WHAT YOU SHOULD DO. Could you write out all of the lines below again, requests included, with every bounding-box coordinate in the answers shifted by -34 and the pictures left out?

[A block of data]
★ ★ ★

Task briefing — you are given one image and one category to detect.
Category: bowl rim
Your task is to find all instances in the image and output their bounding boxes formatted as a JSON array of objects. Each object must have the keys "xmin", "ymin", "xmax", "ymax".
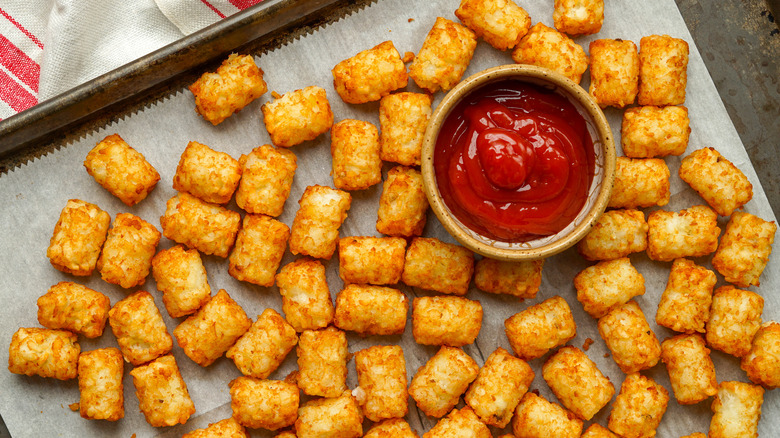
[{"xmin": 421, "ymin": 64, "xmax": 616, "ymax": 261}]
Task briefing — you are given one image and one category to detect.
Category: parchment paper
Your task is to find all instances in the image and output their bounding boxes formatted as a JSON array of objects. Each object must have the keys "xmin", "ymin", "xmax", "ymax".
[{"xmin": 0, "ymin": 0, "xmax": 780, "ymax": 437}]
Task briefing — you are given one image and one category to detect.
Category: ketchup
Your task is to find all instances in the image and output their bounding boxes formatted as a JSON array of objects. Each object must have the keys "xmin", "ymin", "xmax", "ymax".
[{"xmin": 433, "ymin": 80, "xmax": 595, "ymax": 242}]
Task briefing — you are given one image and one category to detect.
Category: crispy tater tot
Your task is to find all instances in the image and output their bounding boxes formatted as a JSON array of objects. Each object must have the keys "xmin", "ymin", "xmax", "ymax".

★ ★ ★

FINAL RESULT.
Task briefing — you are given one image and one category to detect.
Category: bowl rim
Your task is to find all instances in the image and output their bounding boxes formatted as a JSON array of objects. Each object must have the keys "xmin", "ymin", "xmax", "ymax".
[{"xmin": 387, "ymin": 30, "xmax": 582, "ymax": 227}]
Task briefing — you are given one image and one category to detect.
Category: parchment paper
Your task is to find all instances in the image and output their bounding boxes formatted as a JSON array of objects. Each object must have the keys "xmin", "ymin", "xmax", "ymax".
[{"xmin": -34, "ymin": -34, "xmax": 746, "ymax": 403}]
Task briefing — you are given one image and one category to detect.
Category: ketchup
Your task is to find all instances in the image and output their bounding boxes formatted as a JSON array of objects. Each object must have the keys "xmin", "ymin", "xmax", "ymax".
[{"xmin": 399, "ymin": 46, "xmax": 561, "ymax": 208}]
Task briefing — you are given one image and one category to detect.
Category: crispy tater tot
Your task is to find all instances in the image and output their bounding boxes formatted as a JSON array of objects. Each object must have the keys "xmin", "ymin", "xmax", "ymax".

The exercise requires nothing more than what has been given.